[Records from a collection]

● ● ● ●

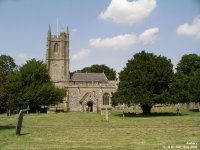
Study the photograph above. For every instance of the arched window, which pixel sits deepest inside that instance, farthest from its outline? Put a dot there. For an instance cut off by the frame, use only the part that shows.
(56, 48)
(106, 99)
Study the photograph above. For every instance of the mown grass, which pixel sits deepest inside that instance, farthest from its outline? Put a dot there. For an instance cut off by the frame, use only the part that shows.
(77, 130)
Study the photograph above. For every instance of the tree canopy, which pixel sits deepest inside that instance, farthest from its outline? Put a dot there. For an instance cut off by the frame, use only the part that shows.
(109, 72)
(186, 79)
(145, 80)
(31, 86)
(7, 65)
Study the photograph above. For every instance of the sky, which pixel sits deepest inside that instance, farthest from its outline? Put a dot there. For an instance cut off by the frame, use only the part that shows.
(106, 32)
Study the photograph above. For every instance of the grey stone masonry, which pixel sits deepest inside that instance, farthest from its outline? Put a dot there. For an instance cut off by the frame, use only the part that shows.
(84, 91)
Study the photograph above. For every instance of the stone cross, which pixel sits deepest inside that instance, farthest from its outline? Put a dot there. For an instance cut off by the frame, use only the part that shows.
(19, 123)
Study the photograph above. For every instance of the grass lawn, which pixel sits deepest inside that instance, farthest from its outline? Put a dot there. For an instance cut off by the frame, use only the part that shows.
(76, 130)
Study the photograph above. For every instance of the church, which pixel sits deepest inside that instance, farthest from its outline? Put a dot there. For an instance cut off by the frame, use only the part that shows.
(90, 92)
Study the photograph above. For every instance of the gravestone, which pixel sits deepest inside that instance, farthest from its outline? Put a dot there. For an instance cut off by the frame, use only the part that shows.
(19, 123)
(106, 114)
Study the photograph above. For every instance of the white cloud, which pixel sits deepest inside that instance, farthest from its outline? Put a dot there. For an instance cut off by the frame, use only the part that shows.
(21, 58)
(192, 29)
(81, 54)
(120, 42)
(148, 36)
(124, 11)
(22, 55)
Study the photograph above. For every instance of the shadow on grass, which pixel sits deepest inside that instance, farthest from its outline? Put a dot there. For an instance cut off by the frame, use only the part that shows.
(194, 110)
(153, 114)
(5, 127)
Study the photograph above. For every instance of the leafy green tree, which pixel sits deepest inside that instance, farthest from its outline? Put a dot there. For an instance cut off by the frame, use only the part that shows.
(188, 64)
(184, 78)
(109, 72)
(145, 80)
(7, 65)
(31, 86)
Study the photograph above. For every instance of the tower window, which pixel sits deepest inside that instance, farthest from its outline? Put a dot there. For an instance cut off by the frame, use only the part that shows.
(106, 99)
(56, 48)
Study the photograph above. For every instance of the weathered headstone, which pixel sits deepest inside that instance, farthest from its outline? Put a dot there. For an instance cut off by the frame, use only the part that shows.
(123, 114)
(106, 114)
(19, 123)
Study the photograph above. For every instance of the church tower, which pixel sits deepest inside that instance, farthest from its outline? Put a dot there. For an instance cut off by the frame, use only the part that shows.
(57, 57)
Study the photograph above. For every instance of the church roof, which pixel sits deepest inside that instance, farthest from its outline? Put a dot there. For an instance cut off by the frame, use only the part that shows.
(98, 77)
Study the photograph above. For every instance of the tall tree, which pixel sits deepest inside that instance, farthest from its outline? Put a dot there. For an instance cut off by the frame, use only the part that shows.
(188, 64)
(109, 72)
(185, 78)
(145, 80)
(7, 65)
(31, 86)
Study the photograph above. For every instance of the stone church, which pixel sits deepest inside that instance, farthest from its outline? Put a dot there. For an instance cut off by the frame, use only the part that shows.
(85, 91)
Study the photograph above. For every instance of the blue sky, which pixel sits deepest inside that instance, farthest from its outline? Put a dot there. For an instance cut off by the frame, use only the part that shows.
(101, 31)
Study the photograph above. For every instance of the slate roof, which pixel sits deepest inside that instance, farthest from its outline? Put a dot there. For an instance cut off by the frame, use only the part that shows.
(98, 77)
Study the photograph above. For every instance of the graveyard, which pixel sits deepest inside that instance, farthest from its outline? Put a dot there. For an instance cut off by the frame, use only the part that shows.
(163, 129)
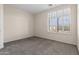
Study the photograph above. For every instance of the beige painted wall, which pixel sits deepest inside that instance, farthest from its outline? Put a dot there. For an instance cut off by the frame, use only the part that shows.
(41, 26)
(78, 27)
(18, 24)
(1, 26)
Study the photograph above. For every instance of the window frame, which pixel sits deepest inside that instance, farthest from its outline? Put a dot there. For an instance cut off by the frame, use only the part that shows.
(65, 32)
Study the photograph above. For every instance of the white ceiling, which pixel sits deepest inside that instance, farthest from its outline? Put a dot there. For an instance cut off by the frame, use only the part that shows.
(34, 8)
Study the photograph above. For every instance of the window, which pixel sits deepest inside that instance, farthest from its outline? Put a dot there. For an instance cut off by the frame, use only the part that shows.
(59, 21)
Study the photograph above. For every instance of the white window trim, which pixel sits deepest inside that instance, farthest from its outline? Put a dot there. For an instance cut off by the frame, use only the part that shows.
(62, 32)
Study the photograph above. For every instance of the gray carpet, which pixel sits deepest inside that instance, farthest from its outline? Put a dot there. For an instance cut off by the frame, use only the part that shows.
(38, 46)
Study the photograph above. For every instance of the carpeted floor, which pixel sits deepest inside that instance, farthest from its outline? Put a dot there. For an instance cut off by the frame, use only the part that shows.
(38, 46)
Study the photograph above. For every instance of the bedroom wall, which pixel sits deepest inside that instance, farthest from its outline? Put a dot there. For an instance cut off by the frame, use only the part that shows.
(41, 26)
(1, 26)
(18, 24)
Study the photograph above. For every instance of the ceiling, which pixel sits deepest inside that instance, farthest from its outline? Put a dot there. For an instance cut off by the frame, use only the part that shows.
(34, 8)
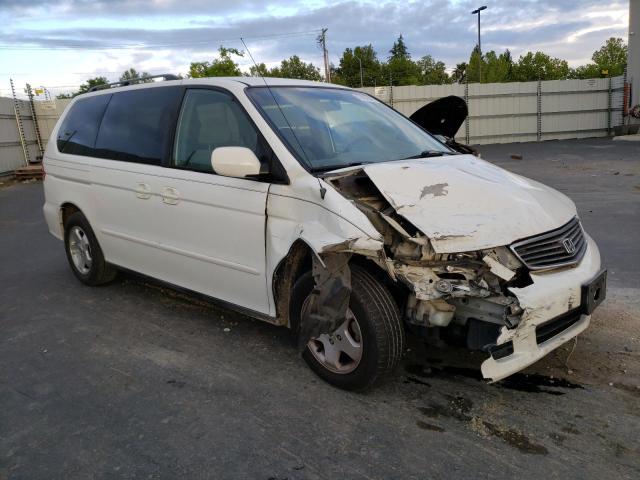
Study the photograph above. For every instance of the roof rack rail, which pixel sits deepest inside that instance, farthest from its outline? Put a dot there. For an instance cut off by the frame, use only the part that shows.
(124, 83)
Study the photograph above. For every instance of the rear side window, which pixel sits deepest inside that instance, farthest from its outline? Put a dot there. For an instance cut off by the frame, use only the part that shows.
(79, 129)
(137, 125)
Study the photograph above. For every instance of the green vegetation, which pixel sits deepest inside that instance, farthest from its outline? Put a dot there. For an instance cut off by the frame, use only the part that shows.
(400, 69)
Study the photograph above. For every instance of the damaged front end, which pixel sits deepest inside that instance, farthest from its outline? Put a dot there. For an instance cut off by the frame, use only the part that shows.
(487, 295)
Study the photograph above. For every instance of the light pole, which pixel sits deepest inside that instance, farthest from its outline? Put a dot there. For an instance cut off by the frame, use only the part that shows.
(478, 10)
(360, 62)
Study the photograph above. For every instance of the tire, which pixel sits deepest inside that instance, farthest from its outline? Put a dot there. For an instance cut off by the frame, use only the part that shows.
(84, 253)
(379, 325)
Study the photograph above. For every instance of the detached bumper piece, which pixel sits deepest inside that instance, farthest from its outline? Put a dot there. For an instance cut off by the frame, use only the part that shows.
(553, 333)
(544, 332)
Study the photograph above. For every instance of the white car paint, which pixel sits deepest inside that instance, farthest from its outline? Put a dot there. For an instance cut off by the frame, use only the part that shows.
(225, 237)
(463, 203)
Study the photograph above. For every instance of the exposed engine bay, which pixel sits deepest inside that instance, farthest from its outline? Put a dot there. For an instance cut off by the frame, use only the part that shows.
(444, 288)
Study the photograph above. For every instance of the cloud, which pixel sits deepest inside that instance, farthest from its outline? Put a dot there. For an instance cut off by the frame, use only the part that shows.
(168, 34)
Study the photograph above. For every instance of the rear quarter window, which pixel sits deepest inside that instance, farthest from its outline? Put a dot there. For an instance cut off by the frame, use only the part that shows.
(79, 129)
(137, 126)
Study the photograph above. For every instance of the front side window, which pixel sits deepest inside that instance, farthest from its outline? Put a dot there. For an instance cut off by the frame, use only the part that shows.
(210, 119)
(77, 134)
(137, 125)
(330, 128)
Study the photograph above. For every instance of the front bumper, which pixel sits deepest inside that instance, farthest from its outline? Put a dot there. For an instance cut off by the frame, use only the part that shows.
(556, 309)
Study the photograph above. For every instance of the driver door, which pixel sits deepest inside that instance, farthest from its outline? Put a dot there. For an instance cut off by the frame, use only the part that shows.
(213, 227)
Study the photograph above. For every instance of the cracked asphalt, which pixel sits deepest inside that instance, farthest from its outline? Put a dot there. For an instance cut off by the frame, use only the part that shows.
(132, 380)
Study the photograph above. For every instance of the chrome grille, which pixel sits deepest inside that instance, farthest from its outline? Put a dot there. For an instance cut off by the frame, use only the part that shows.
(563, 246)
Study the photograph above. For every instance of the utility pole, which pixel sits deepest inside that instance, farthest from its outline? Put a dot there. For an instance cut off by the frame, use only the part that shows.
(323, 43)
(477, 11)
(360, 62)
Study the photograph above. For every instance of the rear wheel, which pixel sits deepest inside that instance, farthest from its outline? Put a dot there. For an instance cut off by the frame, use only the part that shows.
(367, 345)
(84, 253)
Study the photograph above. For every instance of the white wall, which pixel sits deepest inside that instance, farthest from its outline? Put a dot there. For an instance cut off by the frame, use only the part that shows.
(522, 111)
(498, 112)
(633, 54)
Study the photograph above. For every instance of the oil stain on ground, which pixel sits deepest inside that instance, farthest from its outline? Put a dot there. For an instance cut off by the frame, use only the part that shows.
(459, 408)
(429, 426)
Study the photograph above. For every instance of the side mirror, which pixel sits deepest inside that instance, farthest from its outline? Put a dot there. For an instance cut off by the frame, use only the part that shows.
(236, 162)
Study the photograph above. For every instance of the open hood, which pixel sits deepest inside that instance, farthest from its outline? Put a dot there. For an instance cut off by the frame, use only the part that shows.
(463, 203)
(443, 116)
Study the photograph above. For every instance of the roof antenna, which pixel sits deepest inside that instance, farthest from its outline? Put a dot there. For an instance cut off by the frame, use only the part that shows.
(323, 190)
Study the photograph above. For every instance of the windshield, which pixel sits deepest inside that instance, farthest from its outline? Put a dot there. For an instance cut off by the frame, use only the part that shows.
(330, 128)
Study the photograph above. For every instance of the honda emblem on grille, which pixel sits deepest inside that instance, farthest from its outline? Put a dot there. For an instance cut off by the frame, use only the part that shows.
(568, 245)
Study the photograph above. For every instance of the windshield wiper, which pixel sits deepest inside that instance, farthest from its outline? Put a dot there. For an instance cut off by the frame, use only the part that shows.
(327, 168)
(427, 154)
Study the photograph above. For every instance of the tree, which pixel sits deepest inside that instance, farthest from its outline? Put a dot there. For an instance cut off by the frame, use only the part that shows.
(497, 68)
(293, 67)
(539, 66)
(224, 66)
(259, 70)
(348, 71)
(473, 68)
(132, 74)
(400, 69)
(610, 58)
(459, 73)
(399, 50)
(90, 83)
(432, 72)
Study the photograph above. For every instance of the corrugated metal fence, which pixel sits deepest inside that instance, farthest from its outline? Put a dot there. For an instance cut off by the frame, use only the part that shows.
(498, 112)
(47, 113)
(522, 111)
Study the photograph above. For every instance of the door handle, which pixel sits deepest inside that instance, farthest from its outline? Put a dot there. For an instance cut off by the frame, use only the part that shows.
(170, 195)
(143, 191)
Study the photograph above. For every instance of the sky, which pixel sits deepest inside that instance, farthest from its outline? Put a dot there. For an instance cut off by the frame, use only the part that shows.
(61, 43)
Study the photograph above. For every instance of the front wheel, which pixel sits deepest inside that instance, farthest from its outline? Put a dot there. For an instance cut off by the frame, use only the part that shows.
(367, 345)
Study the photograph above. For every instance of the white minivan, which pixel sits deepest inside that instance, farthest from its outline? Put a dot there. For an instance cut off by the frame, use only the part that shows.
(319, 208)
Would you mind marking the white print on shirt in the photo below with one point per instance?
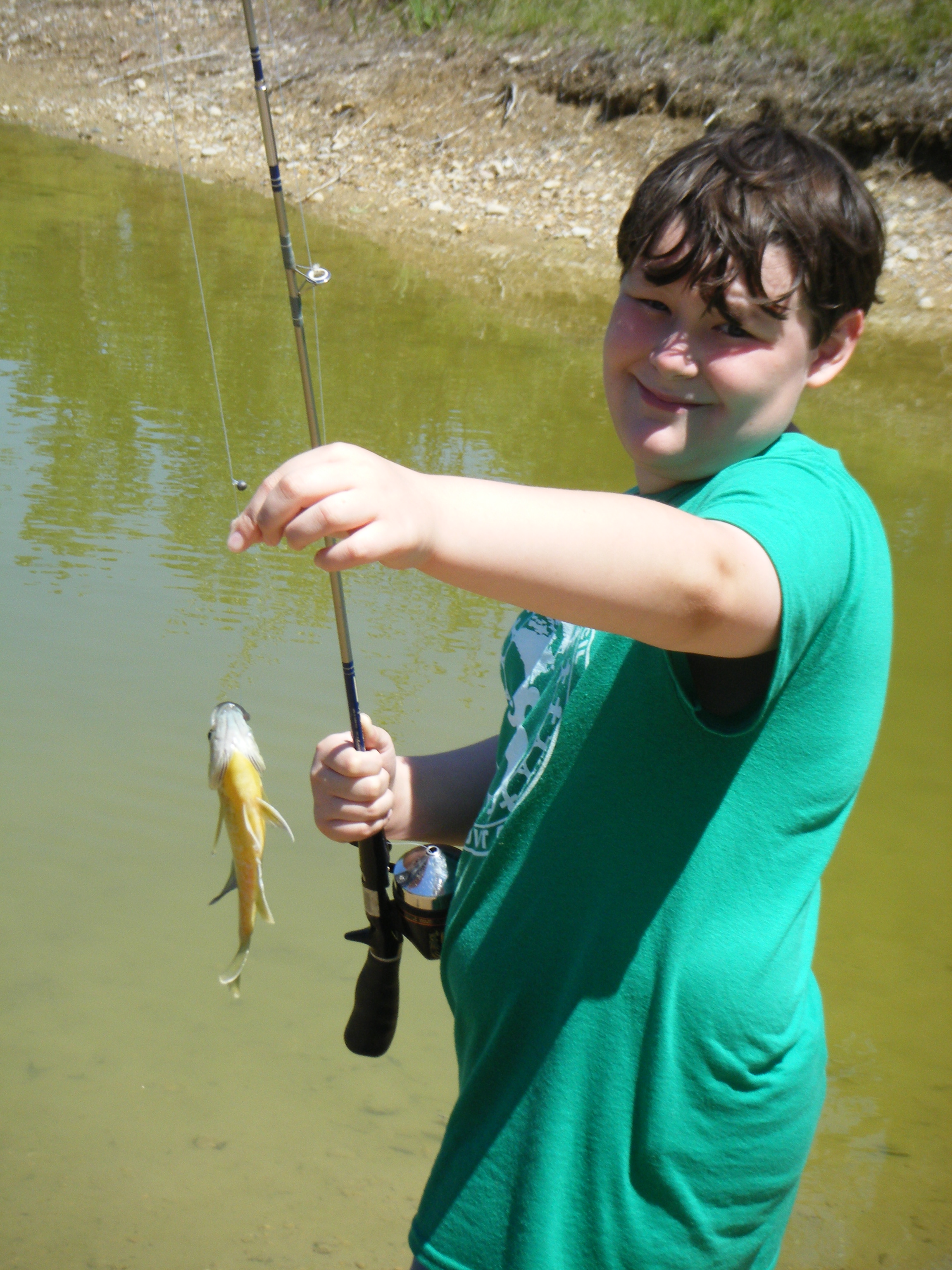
(536, 649)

● ● ● ●

Reproduce, with no pictures, the lines from the one containing "front wheel, which" to the end of the records above, exactly and inclusively.

**The answer**
Study the photograph above. For every instance of the front wheel, which pixel sits deepest inside that instance, farthest from its outline? Put a dot there. For an instance cut off by the frame, use only the part that shows.
(367, 345)
Study the photograph above. For every instance of the white minivan, which pixel sits deepest inside that instance, farthest from its outline? Put a dot there. For an instance cut off by the frame, use only the part that shows.
(319, 208)
Would you mind marking the white print on shirt in the photo below with one point per instance?
(536, 649)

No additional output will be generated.